- What you should do -
Return verbatim the line containing "ear in this photo, one per instance." together with all lines that follow it in the records, and no other material.

- Record excerpts -
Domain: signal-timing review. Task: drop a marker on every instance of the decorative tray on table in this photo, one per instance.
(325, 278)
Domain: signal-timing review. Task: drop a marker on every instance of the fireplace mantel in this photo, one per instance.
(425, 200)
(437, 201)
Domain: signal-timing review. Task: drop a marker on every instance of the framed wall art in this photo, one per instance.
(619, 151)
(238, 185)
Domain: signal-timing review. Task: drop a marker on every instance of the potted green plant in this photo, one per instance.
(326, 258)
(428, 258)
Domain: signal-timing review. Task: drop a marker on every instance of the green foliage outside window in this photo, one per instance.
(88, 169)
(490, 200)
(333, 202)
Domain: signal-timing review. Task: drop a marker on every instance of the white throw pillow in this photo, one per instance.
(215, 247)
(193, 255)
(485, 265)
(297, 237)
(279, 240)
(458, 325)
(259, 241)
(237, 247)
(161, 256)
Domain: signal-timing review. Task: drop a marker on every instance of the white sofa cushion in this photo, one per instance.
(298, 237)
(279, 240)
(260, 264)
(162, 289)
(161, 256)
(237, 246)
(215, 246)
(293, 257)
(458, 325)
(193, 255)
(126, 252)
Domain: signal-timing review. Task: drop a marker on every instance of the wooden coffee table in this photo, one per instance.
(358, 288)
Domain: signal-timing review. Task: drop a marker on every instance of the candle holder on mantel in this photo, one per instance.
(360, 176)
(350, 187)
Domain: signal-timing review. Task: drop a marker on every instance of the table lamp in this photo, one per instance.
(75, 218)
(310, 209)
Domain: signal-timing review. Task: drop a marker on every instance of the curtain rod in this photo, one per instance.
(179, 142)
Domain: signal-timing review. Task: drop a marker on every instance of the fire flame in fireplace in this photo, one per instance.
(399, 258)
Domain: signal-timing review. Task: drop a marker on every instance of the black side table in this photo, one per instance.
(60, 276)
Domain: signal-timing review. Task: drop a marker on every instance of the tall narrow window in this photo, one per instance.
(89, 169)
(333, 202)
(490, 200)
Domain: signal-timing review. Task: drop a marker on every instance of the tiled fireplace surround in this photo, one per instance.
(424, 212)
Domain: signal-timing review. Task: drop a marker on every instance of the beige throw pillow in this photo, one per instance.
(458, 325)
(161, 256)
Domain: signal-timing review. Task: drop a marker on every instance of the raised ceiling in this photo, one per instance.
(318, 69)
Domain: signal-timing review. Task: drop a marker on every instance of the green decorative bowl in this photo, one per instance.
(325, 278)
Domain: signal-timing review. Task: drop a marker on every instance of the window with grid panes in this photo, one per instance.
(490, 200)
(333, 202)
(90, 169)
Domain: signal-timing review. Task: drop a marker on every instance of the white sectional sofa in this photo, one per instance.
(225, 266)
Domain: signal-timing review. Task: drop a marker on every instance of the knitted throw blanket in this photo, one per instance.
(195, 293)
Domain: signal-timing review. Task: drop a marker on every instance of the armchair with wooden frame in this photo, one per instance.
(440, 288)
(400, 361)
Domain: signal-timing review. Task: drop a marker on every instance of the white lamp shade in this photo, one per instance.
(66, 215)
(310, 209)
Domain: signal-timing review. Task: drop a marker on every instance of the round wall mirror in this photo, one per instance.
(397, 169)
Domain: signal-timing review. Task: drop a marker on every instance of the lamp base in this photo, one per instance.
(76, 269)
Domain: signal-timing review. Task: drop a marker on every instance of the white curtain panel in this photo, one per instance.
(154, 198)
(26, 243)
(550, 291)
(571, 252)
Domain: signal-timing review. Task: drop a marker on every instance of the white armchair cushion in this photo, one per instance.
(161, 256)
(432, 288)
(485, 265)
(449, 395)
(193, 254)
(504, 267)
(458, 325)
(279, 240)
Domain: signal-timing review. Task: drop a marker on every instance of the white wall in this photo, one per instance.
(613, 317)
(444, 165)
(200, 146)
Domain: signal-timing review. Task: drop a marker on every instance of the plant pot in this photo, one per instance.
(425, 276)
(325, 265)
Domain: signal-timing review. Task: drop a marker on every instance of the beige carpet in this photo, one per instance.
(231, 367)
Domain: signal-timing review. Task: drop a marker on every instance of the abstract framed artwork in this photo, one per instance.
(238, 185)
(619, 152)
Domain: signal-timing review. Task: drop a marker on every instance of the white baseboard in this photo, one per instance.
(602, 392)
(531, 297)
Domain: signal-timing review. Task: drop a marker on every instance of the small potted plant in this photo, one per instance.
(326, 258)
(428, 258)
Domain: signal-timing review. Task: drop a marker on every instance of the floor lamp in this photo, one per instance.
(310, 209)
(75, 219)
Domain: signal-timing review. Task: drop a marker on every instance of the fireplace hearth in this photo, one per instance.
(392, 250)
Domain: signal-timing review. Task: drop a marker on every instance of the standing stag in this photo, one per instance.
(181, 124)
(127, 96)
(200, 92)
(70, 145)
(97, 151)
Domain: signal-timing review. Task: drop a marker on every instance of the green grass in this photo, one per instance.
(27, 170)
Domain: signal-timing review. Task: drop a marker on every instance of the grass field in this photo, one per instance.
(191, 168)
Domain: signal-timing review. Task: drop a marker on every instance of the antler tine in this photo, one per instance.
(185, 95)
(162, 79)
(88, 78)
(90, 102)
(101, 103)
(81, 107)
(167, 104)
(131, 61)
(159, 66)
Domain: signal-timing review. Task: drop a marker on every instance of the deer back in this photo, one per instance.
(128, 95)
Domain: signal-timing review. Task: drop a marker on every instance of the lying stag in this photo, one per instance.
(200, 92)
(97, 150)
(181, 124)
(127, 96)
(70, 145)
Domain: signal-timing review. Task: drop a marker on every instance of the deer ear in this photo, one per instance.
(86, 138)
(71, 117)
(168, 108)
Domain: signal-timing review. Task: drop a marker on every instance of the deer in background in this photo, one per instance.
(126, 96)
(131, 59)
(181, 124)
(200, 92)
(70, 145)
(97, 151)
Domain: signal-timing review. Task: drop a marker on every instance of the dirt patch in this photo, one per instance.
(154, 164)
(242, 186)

- Finished exercise -
Domain: signal-timing review. Task: drop a marker on every instance of the deer ear in this photo, one per instance.
(86, 138)
(71, 117)
(168, 108)
Domain: signal-timing review. Task: drop a marker on every instance of the deer in background in this photo, one per instance.
(126, 96)
(131, 59)
(181, 124)
(200, 92)
(70, 145)
(97, 151)
Domain: signal-timing review. Task: drop a marker on every instance of the dirt patch in this photo, one per instance.
(154, 164)
(242, 186)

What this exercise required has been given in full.